EXCERPTED TEXT:
┌──

In step S502, the control unit 201 displays, on the display unit 205, a setting screen on which the second information 402 of the expansion apparatus 120 can be set. The user can input the second information 402 of the expansion apparatus 120 to the setting screen by the operation unit 204. The control unit 201 records, in the recording medium 210, as the second information 402 of the expansion apparatus 120, information input by the user via the operation unit 204, and advances the processing to step S503.
In step S503, the control unit 201 causes the recording unit 206 to read out the second information 402 of the expansion apparatus 120 from the recording medium 210 and load it into the volatile memory 202, and advances the processing to step S504.
In step S504, the control unit 201 causes the recording unit 206 to read out the first information 401 of the inference apparatus 100 from the recording medium 210 and load it into the volatile memory 202, and advances the processing to step S505.
In step S505, the control unit 201 causes the recording unit 206 to read out the learned inference model 404 from the recording medium 210 and load it into the volatile memory 202, and advances the processing to step S506.
In step S506, the control unit 201 causes the recording unit 206 to read out the third information 403 for program conversion from the recording medium 210 and load it into the volatile memory 202, and advances the processing to step S507.
In step S507, the control unit 201 determines one of the expansion apparatus 120 and the inference unit 108 of the inference apparatus 100 to which the arithmetic processing of each processing layer in the learned inference model 404 is distributed, and advances the processing to step S508. Details of the distribution processing will be described later with reference to FIG. 6.

└──

DATA FOR THE TASK:
┌──

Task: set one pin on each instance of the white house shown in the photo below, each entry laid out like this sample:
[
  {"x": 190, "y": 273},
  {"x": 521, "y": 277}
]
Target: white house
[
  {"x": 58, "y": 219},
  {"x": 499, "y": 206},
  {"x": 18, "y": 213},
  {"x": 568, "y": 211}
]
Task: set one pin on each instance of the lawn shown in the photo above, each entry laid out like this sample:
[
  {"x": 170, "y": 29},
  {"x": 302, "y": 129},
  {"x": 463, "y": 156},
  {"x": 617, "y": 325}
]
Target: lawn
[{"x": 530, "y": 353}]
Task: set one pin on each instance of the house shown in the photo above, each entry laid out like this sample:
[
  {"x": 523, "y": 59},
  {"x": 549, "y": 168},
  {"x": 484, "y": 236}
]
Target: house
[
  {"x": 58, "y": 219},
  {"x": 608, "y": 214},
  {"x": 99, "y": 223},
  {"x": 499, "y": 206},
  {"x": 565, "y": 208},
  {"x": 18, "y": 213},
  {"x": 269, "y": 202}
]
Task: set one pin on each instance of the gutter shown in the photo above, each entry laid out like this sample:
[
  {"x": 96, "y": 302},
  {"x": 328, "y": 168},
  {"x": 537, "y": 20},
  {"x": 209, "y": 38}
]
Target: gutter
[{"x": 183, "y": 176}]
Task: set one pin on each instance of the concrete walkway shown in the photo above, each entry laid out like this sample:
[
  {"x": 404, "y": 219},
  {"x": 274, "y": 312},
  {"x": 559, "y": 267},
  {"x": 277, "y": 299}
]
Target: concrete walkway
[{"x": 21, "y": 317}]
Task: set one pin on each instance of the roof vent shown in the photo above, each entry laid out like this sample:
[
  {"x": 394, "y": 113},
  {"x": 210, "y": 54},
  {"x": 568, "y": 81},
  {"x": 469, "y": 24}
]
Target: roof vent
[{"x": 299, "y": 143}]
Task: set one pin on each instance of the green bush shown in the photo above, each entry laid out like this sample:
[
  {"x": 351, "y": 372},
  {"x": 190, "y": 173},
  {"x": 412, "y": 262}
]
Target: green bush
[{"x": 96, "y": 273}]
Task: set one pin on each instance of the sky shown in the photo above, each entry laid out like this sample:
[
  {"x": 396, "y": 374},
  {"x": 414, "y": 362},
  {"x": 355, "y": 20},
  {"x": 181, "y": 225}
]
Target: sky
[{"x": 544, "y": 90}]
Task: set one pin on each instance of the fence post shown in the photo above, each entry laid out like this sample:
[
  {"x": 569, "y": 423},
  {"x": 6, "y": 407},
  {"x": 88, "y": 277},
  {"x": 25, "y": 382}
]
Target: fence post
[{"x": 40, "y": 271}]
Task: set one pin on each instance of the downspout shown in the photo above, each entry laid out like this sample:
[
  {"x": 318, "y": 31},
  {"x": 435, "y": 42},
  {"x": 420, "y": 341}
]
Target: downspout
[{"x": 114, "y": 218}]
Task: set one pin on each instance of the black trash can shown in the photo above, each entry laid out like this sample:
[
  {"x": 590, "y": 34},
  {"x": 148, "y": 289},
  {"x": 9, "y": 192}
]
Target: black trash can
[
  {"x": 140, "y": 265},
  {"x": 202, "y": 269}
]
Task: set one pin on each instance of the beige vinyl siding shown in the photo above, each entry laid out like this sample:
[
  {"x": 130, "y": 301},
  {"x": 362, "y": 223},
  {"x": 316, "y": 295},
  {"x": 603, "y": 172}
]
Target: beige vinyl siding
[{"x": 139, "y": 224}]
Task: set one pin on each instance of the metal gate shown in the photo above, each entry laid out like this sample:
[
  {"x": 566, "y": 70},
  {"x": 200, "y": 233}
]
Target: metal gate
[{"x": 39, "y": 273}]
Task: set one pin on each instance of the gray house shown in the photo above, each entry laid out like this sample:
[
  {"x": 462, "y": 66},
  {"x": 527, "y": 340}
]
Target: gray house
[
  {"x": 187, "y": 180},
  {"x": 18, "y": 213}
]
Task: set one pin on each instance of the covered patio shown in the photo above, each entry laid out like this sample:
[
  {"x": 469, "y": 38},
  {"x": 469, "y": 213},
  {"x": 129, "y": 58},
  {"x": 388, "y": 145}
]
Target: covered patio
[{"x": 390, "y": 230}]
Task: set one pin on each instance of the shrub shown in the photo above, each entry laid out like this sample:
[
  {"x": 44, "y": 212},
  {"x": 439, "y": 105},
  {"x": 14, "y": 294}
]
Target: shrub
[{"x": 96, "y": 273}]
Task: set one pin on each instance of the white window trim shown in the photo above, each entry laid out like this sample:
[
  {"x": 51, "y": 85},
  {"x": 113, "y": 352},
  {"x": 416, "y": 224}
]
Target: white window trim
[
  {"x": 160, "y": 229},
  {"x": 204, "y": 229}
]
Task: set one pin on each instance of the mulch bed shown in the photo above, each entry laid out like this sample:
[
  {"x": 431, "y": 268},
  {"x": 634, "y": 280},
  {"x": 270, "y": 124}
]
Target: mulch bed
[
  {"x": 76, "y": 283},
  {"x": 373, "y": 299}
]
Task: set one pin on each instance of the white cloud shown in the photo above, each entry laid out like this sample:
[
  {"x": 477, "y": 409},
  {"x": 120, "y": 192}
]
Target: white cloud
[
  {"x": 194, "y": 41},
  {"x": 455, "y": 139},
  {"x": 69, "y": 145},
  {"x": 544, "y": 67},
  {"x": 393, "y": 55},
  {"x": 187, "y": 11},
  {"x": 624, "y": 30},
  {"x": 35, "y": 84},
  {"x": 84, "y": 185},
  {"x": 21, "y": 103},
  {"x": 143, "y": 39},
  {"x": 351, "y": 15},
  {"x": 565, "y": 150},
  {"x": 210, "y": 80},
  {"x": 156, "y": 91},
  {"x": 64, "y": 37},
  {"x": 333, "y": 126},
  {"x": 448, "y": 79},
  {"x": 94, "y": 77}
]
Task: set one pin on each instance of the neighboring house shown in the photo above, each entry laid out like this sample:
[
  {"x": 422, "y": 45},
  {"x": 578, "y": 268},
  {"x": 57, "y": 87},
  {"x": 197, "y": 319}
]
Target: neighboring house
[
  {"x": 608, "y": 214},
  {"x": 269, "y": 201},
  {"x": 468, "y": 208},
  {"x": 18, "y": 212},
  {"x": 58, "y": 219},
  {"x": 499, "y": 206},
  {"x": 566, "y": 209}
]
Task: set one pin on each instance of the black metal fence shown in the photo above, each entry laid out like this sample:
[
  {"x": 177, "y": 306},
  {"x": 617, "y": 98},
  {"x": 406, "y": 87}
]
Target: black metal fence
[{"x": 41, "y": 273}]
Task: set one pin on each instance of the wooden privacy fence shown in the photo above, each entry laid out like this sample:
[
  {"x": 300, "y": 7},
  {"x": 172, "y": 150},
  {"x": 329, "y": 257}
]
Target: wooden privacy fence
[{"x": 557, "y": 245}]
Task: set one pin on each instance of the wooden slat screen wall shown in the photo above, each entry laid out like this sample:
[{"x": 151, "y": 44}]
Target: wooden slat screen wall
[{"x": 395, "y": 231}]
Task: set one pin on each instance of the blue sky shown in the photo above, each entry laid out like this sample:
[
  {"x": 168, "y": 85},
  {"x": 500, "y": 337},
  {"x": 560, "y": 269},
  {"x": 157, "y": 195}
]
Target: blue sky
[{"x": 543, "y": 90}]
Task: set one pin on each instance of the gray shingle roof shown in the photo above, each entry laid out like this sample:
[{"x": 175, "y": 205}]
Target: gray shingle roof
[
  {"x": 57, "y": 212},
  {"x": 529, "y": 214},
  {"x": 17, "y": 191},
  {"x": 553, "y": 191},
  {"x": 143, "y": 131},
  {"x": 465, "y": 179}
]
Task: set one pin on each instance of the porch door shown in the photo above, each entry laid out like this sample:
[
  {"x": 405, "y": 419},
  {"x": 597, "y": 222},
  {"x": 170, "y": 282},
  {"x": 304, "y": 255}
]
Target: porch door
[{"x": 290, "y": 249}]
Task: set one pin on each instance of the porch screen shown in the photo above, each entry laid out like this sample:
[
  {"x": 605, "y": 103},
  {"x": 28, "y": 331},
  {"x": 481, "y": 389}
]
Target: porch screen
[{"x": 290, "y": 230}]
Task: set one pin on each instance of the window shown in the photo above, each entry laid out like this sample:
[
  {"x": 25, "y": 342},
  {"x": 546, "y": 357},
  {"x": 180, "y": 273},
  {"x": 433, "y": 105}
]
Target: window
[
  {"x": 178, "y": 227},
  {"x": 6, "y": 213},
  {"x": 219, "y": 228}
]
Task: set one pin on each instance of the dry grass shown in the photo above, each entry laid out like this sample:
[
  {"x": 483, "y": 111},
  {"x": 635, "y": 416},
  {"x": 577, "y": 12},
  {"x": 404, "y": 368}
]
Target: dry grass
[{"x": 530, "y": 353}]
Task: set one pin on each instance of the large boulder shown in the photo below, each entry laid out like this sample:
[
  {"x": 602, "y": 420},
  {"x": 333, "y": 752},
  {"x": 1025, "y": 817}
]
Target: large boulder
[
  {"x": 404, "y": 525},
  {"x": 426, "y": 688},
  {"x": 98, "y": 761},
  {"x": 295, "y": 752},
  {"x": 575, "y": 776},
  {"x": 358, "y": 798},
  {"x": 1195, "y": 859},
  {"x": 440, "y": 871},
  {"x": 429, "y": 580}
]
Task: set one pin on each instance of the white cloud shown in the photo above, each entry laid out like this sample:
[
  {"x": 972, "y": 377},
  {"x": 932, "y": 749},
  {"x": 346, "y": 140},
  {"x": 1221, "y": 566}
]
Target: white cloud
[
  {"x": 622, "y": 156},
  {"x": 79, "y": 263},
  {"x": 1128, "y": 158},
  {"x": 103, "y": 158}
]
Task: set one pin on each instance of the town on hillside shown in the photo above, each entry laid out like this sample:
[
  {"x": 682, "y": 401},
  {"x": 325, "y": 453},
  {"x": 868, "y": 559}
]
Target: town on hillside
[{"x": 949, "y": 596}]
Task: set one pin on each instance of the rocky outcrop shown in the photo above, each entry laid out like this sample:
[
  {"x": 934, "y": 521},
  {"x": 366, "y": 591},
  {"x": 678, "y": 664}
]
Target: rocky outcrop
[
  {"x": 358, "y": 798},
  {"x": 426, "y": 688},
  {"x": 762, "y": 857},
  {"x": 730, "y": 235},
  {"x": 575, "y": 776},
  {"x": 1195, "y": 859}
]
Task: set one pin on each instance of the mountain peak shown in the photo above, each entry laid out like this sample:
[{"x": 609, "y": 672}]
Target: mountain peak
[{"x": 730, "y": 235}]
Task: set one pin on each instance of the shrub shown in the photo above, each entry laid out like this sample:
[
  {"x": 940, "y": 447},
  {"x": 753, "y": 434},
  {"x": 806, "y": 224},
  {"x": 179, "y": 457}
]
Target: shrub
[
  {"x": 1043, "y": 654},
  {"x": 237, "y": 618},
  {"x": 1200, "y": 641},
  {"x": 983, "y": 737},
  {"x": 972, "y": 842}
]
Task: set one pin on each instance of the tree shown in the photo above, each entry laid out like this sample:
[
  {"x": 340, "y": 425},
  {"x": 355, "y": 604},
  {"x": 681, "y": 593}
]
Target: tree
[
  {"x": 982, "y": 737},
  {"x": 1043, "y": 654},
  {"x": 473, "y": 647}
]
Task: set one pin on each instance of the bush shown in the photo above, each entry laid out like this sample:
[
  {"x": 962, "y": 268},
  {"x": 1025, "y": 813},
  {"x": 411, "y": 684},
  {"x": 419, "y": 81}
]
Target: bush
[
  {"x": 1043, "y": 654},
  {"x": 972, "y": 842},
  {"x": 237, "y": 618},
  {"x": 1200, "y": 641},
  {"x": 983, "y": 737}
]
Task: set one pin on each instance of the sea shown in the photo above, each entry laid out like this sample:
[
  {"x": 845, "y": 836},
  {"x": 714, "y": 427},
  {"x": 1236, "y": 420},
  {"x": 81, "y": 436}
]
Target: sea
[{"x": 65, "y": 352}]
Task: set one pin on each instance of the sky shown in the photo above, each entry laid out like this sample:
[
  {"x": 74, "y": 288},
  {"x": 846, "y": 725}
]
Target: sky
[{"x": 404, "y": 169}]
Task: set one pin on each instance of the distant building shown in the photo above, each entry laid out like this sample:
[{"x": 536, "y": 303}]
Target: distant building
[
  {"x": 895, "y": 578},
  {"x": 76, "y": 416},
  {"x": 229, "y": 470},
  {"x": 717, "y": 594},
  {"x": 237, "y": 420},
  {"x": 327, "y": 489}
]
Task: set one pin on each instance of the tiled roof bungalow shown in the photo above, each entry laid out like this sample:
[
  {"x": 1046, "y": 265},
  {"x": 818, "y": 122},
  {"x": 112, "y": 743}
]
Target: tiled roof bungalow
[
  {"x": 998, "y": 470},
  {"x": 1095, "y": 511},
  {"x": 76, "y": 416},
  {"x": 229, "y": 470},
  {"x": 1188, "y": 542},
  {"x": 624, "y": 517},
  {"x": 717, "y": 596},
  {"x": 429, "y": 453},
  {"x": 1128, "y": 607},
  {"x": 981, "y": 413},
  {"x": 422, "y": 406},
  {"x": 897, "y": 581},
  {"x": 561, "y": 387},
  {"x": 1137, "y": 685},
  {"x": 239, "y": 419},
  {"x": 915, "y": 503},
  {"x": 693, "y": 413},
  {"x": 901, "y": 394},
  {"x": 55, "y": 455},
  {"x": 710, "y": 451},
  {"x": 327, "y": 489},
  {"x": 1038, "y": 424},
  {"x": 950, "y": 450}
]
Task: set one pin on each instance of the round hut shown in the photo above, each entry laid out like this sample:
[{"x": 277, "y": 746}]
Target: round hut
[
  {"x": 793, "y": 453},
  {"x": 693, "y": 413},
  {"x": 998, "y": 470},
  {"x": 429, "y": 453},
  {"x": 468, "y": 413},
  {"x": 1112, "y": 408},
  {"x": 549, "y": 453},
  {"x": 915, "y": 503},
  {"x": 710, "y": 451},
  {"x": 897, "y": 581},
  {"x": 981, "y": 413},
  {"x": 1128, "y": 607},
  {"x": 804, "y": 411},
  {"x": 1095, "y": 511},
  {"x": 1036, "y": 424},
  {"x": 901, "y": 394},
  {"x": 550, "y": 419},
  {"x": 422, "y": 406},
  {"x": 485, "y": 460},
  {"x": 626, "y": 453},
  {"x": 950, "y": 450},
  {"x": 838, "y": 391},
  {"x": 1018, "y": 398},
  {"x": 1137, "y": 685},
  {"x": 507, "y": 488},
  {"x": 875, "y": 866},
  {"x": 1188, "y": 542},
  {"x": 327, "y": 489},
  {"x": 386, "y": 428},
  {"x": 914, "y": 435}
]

└──

CHALLENGE A: In the processing-steps excerpt, what does the control unit 201 have the recording unit 206 read out from the recording medium 210 in step S505?
CHALLENGE B: Please collect every line of the records that contains the string "trim", treating uppercase and lowercase as different.
The processing-steps excerpt and the records are unrelated material.

PROBLEM SOLUTION A: The learned inference model 404.

PROBLEM SOLUTION B:
Task: set one pin on each instance of the white window trim shown in the photo above, each entry laid out like this sample:
Target: white window trim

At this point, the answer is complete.